● Problem requirements: Transcribe the records in full; omit images.

● Data to examine:
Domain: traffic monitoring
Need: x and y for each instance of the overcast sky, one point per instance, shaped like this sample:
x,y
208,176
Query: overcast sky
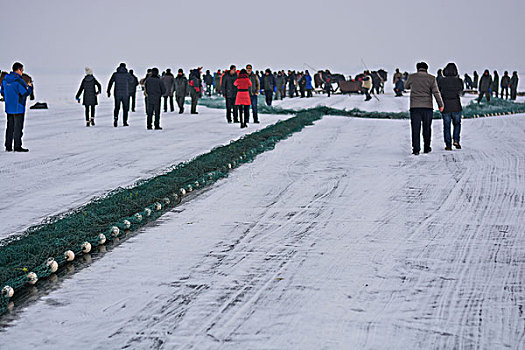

● Solution below:
Domain: traffic monitoring
Need: x and y for each instance of the overcast sky, one point per instance, shaped like this sample:
x,y
208,176
Query: overcast sky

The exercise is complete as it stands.